BEGIN RECORDED INFORMATION
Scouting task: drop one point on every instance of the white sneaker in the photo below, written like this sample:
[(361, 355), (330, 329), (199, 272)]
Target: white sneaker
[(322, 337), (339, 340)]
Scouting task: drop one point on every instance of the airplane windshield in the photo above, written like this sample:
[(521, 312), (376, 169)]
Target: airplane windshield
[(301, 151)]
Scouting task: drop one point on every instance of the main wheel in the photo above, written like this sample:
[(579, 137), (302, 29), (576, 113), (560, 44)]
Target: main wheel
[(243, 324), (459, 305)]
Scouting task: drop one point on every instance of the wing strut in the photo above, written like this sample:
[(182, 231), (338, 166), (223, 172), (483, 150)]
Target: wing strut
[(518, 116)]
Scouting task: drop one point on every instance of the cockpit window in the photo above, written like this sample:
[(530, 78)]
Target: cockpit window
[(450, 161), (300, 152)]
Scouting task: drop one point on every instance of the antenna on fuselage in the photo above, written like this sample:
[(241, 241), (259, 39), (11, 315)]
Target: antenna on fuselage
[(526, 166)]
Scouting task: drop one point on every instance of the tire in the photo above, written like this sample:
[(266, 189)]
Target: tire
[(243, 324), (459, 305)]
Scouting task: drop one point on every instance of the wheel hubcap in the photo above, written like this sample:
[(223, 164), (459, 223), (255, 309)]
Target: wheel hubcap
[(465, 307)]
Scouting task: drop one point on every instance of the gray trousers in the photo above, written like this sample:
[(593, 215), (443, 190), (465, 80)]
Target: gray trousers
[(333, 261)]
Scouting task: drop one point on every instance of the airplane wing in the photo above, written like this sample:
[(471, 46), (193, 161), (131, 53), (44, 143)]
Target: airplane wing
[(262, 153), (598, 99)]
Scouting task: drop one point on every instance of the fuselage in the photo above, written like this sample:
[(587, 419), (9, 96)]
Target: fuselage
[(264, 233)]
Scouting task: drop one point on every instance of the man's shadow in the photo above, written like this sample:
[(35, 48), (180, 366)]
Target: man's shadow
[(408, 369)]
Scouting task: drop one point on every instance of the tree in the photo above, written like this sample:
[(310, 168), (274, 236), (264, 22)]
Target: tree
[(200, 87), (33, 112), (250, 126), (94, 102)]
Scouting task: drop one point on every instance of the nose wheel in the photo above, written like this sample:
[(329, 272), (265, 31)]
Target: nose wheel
END RECORDED INFORMATION
_WHAT IS ASKED_
Copy the lines from the one containing "Scouting task: drop one point on every instance of the tree" through the last line of the items above, reproducing each one unchanged.

_WORKED SOLUTION_
Scouting task: drop one point on every instance of the tree in the photo above, written like this sample:
[(310, 168), (274, 236), (264, 22)]
Target: tree
[(200, 87), (33, 112), (250, 126), (94, 102)]
Scouting task: drop one point on every instance of the nose wheel in the photo above, written like this sample:
[(329, 272), (265, 31)]
Target: nose wheel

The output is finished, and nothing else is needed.